RECORDS FOR PROCESSING |
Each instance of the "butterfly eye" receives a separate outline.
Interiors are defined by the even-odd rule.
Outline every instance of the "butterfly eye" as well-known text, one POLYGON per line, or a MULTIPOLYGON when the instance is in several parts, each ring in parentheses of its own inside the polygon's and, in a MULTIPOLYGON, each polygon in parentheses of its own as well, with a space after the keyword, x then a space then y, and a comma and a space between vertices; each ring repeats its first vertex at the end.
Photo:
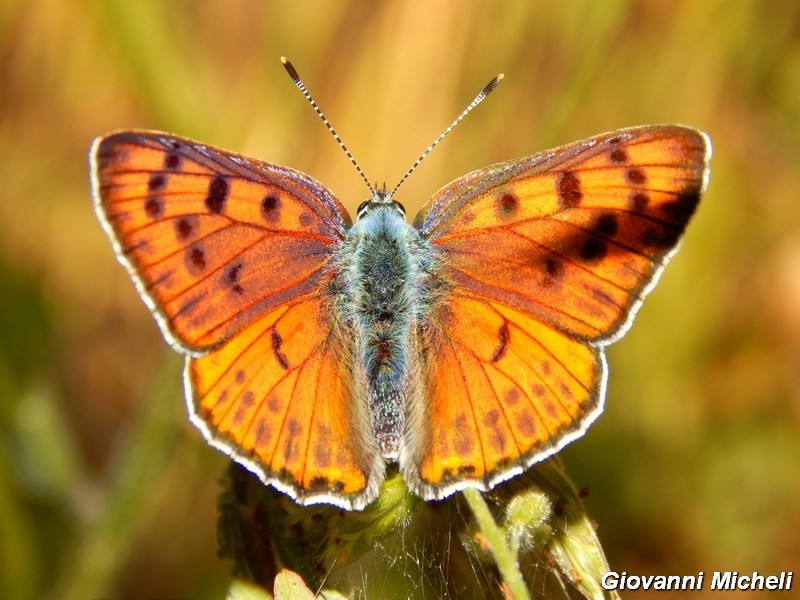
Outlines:
POLYGON ((364 200, 361 204, 358 205, 358 210, 356 211, 356 216, 359 219, 363 219, 366 214, 371 211, 373 208, 378 206, 391 206, 394 208, 400 216, 404 219, 406 218, 406 208, 402 204, 400 204, 397 200, 391 200, 390 198, 370 198, 369 200, 364 200))
POLYGON ((365 214, 367 214, 367 211, 369 210, 369 205, 370 205, 371 202, 372 202, 372 200, 364 200, 361 204, 358 205, 358 210, 356 211, 356 217, 357 218, 360 219, 365 214))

YOUR ASSIGNMENT | Which lines run from the one containing "Outline every instance" to the end of the data above? Set down those lines exactly, and only those, without any pictures.

SOLUTION TO THE EXERCISE |
Outline every instance of the "butterfly eye" as well-known text, one POLYGON per line, or a MULTIPOLYGON when the instance is in several parts, each ring in parentheses of its own inside the polygon's and, in a MULTIPOLYGON, each polygon in parentheses of its own as well, with a space after the keyword, x then a space then y, and a comma and a space between vertices; each ring repeats its first vertex at the end.
Photo:
Outlines:
POLYGON ((364 200, 361 204, 358 205, 358 210, 356 211, 356 216, 359 219, 363 219, 366 214, 371 211, 373 208, 378 206, 391 206, 394 208, 400 216, 404 219, 406 218, 406 208, 402 204, 400 204, 397 200, 391 200, 390 198, 370 198, 369 200, 364 200))
POLYGON ((365 214, 367 214, 367 211, 369 210, 369 205, 370 205, 371 202, 372 202, 372 200, 364 200, 361 204, 358 205, 358 210, 356 211, 356 217, 357 218, 360 219, 365 214))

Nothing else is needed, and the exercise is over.